__ACTION ITEM__. Could you reproduce the material below exactly, from the line containing "Objective — for the person" through its last line, and leave out everything else?

__AVAILABLE DATA__.
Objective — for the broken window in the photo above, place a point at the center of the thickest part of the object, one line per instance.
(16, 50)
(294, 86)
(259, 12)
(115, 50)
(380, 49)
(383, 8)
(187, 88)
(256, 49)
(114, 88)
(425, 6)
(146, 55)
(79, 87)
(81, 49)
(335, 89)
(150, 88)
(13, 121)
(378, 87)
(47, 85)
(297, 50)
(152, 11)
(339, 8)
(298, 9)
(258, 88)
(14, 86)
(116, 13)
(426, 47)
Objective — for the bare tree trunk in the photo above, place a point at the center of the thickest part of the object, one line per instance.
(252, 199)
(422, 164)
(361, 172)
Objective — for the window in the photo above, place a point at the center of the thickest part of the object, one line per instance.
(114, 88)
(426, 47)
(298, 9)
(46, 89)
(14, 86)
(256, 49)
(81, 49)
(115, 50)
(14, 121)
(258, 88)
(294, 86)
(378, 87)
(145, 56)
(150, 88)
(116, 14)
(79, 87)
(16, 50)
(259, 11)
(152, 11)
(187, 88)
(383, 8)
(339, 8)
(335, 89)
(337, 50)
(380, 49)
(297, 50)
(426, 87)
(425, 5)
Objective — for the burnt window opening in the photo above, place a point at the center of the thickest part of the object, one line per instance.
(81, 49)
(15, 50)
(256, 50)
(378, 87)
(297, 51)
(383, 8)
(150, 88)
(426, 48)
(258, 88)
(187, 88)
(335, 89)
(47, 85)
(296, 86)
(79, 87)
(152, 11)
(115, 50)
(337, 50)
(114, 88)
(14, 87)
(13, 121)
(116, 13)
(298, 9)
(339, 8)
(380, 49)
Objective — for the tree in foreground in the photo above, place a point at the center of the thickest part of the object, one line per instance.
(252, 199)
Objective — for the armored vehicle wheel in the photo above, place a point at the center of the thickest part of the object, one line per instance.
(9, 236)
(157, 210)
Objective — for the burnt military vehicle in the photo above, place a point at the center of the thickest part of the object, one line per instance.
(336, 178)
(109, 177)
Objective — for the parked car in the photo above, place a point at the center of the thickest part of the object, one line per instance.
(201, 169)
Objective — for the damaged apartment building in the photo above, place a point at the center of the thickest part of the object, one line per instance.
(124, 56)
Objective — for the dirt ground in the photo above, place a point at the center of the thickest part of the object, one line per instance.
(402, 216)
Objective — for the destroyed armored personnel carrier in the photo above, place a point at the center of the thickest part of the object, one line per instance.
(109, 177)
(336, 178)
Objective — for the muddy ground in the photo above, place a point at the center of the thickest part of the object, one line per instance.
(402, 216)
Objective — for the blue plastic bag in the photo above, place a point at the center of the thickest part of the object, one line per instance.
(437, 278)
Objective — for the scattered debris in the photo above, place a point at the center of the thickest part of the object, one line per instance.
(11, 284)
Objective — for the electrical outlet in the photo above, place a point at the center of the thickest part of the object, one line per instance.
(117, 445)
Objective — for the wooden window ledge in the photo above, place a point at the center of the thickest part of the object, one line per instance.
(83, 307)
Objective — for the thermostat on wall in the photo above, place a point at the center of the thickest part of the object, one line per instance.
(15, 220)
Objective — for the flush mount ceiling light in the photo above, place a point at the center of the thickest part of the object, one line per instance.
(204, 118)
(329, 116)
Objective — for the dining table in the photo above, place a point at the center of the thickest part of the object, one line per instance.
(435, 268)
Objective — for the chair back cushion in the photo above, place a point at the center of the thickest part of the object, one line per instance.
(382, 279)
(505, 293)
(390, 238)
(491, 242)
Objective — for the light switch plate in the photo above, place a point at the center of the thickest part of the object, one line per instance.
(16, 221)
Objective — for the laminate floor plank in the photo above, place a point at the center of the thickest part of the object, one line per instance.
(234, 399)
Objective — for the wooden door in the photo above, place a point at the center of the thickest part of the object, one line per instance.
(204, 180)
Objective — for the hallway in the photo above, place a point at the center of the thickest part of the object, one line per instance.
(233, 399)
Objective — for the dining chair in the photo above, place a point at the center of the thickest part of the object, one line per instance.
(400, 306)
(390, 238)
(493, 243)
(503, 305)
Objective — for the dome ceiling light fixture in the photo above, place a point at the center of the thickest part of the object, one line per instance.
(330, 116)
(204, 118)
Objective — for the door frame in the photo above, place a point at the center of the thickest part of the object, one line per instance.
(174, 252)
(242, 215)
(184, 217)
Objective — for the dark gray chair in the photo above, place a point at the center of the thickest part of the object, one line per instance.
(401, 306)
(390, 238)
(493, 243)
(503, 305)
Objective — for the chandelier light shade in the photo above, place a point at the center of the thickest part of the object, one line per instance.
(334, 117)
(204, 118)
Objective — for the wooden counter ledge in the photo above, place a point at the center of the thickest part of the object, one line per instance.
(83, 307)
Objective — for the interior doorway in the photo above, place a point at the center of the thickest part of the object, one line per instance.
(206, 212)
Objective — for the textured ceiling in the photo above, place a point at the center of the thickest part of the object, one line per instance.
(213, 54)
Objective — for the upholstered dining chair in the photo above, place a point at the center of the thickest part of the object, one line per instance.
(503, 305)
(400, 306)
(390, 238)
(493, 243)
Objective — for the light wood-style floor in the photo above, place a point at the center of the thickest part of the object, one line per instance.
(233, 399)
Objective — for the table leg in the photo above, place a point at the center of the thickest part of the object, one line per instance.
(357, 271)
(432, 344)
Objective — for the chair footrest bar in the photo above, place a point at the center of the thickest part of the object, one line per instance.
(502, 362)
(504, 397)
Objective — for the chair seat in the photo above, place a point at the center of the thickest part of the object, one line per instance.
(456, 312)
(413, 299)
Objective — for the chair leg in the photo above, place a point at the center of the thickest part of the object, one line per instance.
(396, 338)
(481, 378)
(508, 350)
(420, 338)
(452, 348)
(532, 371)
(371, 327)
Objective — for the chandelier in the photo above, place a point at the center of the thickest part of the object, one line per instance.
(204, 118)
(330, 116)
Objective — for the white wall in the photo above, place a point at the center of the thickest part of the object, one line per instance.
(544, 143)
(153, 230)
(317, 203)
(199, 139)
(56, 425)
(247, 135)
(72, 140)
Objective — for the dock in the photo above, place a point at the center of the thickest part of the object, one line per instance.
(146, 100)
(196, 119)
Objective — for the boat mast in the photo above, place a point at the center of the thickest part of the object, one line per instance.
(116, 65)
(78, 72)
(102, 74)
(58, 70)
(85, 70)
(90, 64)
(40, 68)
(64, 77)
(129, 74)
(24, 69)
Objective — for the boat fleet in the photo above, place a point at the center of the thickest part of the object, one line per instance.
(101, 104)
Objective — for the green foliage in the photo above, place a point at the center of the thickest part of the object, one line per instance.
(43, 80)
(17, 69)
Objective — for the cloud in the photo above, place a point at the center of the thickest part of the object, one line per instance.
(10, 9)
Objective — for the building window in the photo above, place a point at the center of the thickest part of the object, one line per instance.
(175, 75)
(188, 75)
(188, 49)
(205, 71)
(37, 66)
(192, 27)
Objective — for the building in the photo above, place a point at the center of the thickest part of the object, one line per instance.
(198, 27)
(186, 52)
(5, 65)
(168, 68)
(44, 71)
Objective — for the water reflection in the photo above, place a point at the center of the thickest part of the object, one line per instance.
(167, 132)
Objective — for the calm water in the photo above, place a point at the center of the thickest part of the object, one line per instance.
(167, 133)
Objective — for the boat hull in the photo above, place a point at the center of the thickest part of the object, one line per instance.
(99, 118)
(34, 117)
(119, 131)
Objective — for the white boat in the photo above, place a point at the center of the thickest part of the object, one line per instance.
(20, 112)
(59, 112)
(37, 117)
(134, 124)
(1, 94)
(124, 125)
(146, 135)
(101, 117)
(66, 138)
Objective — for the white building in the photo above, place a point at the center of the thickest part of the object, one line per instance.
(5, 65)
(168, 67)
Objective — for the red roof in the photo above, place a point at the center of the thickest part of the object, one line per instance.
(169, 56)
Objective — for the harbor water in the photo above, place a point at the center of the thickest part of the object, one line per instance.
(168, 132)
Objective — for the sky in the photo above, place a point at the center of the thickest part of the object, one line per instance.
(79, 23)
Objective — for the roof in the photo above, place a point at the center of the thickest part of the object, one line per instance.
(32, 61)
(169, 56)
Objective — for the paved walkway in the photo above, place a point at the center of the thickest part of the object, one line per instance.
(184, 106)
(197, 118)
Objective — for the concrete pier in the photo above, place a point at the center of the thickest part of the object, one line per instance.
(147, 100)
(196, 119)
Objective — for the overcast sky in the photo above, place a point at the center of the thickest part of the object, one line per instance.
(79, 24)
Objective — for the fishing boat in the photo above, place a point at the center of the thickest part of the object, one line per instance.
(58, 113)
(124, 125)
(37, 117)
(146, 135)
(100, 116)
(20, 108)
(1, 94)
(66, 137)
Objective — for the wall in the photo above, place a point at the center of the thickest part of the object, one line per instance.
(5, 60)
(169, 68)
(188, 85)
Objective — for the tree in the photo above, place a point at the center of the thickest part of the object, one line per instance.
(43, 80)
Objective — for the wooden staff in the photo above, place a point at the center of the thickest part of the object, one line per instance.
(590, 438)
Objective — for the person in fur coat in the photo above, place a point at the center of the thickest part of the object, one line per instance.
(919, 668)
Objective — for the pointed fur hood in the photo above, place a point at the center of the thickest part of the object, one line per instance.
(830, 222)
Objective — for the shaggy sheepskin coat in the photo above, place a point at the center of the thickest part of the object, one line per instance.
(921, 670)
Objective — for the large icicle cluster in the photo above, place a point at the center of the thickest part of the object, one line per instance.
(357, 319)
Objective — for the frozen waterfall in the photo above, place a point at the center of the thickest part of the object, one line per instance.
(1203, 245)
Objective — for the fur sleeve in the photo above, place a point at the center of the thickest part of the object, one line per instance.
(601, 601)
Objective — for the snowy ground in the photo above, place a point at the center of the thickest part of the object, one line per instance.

__TASK SOLUTION__.
Objective — for the person in fur coat in the photo above, place a point at the center of the thickest part of the object, one line per instance.
(919, 668)
Objective — for the pointed fur hood in the photo above, place a point at the center of the thickest part of the object, one line per instance.
(830, 222)
Objective — for the shaggy sheepskin coat in the photo above, place a point at the center of the thickest part of the object, one line per instance.
(921, 670)
Objective — for the large icicle cluster in the photo above, place a point at the center of the thickest part of the object, one line per instance.
(357, 319)
Objective — for the frozen waterfall in the photo above, place a point at the center of the thickest part of the object, one line per instance.
(1203, 245)
Objective — for the fur sleeve in the photo above, place a point at the center of the thickest part of the object, one line per instance.
(601, 601)
Objective — for the snowy ground in the photo above, place a point at the center of the thickest part of the object, one line per instance.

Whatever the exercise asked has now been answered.